§ DESCRIPTION OF THE TASK: In the material below, lay out the lines from the line with "Mark one point per instance of the sky" to the line with "Target: sky" as a JSON list of strings, one string per line, leaving out blank lines.

§ DATA PROVIDED:
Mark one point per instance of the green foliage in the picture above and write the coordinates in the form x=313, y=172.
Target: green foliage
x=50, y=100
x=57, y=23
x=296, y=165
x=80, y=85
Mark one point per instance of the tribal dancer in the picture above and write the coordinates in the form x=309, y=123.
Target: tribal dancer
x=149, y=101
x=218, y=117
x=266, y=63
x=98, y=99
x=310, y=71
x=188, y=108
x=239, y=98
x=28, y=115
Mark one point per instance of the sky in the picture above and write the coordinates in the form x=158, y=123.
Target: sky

* * *

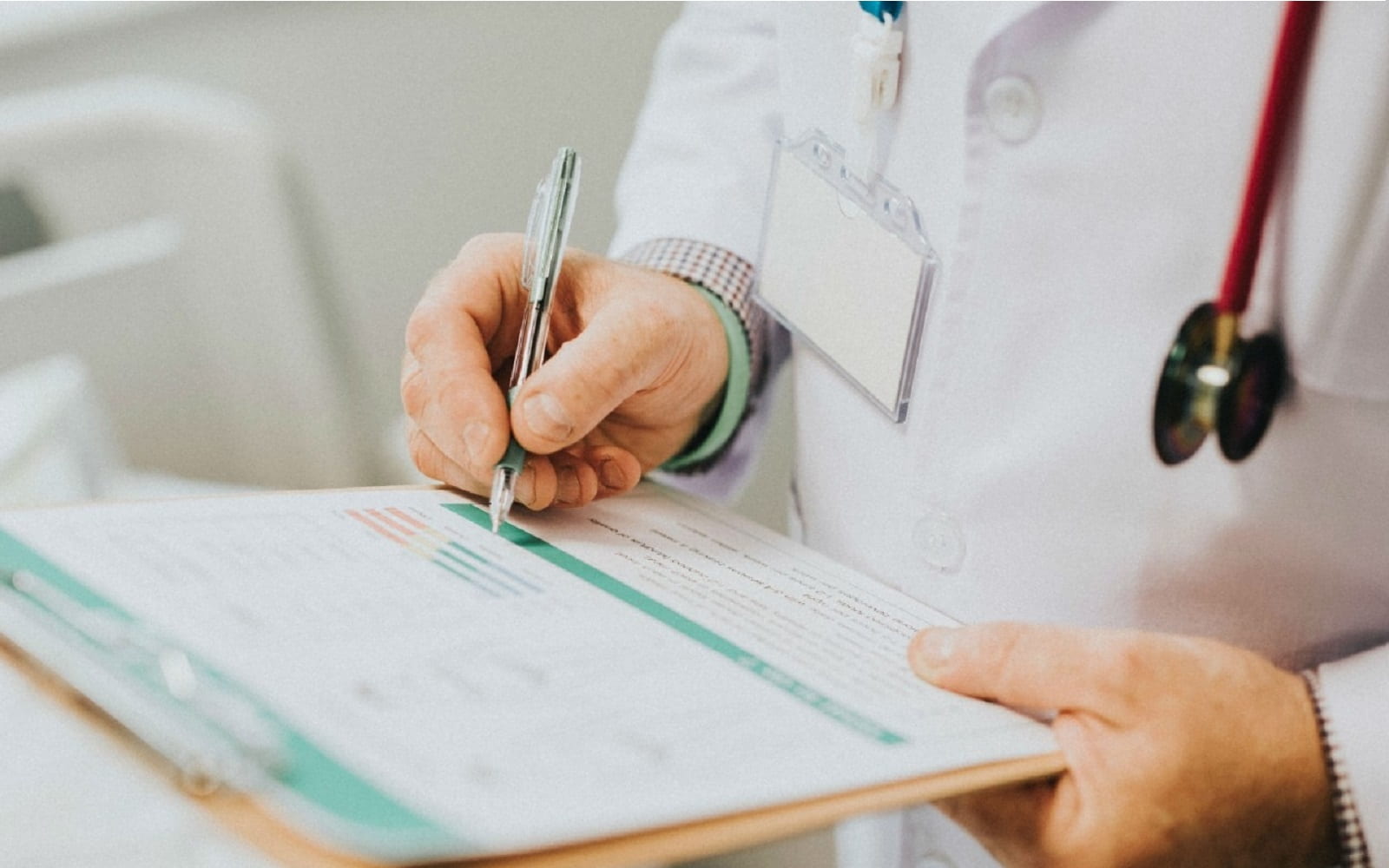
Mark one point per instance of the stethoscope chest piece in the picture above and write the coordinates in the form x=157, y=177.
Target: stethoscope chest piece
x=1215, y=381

§ SOLUTION TO THIS PROBLEM:
[
  "Mark one point per instance of the sky in the picture above and write the coordinates in the form x=158, y=123.",
  "Target: sky"
]